Sure, if you're performing for a niche audience such as the local NAACP chapter or a Women's History Month event, then it is, of course, possible (and advisable) to research the audience and preselect a set. But most audiences are not so specialized, and you really have no idea who you will be reading for until you arrive at the event. Further, even when describing their predicted audience to you in advance, in this age of political-correctness, event organizers are sometimes not so straightforward, leaving you in a situation which was not quite what you bargained for.

So, through my years of performing for random selections of judges at National Poetry Slams in Chicago, Providence, and Seattle, and while performing at dozens upon dozens of other more specialized venues across the country, I have fine-tuned a skill for "knowing your audience" on an impromptu basis. I call it 'Reading the Room.'

But before I go any further, let me provide some examples of the rather unlikely places I've wound up reading poems to an audience that, in some way, was not quite what I'd expected. Hopefully, this will illustrate why reading the room - as opposed to approaching a gig with an etched-in-stone set list - is such a priceless skill. Just imagine yourself in each of the following situations, five minutes before going on-stage:

  • a redneck bar in Americus, GA
  • an assembly of high schoolers in Pittsburgh, PA, their parents frantically removing them from school on September 11th, just after the 3rd plane has crashed in a field less than 60 miles away
  • the out-to-humiliate-you producers of the game show, Weakest Link, in Hollywood, CA
  • a Christian singles conference
  • an Atlanta hip-hop club, where there has been a scheduling mix-up resulting in the deejay abruptly yanking the music, clearing the dancefloor, and contemptuously shouting at clubgoers, Sit down, now we're gonna hear some poetry.

• [EXCERPTED DATA]

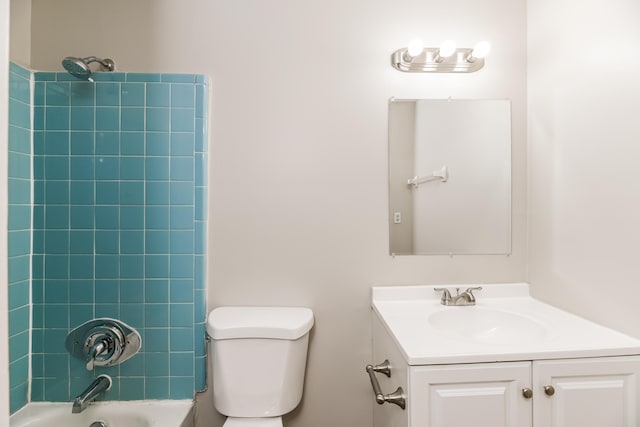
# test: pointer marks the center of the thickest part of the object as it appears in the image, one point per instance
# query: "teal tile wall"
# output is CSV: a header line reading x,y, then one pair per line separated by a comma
x,y
119,226
19,234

• [COMPLETE THE FOLLOWING]
1. In the passage about poetry performance, what does the writer call the skill of knowing an audience on an impromptu basis?
2. Please continue the passage on reading a poetry audience, picking up right after its final line.

• [EXPECTED ANSWERS]
1. Reading the Room

2.
  • a room of 1st graders at Queen of Angels Catholic school in north Atlanta
  • the Artistic Director and Assistant Artistic Director of Atlanta's Alliance Theatre
  • a Republican fundraiser (billed as a My South party) in NY, NY during the 2004 Republican Natl Convention
  • following a 50+ member gospel choir at the 2004 Turner Trumpet Awards Black Cultural Explosion in an event featuring former member of Arrested Development, Dionne Ferris; comedian, Ricky Smiley; opera singer, Djore Nance; jazz violinist, Karen Briggs; and Gospel singer, Smokie Norful

Now, hopefully you understand that it would be the equivalent of performance suicide to take the same 15-minute set of poems and read them to all of the aforementioned rooms. Obviously, what works in a captive room of first graders at a Catholic school is not best-suited for an audience of liquored-up hip-hoppers whose groove has been disrupted by your unexpected poetry performance.

So, what exactly am I doing when I am reading the room? Well, I am doing the antithesis of what I preach in the majority of my own work: I am stereotyping.

I survey the room by demographic - race, age, gender, religion, education, class, sexual orientation, etc. Then, I base my set selection on, say, 75% what I think will make the audience comfortable in subject matter and diction and, say, 25% of what I think will make them squirm or stretch. My personal goal is to make audiences, after one of my performances, see - 1) poetry, 2) Black people, and 3) themselves - in a new light.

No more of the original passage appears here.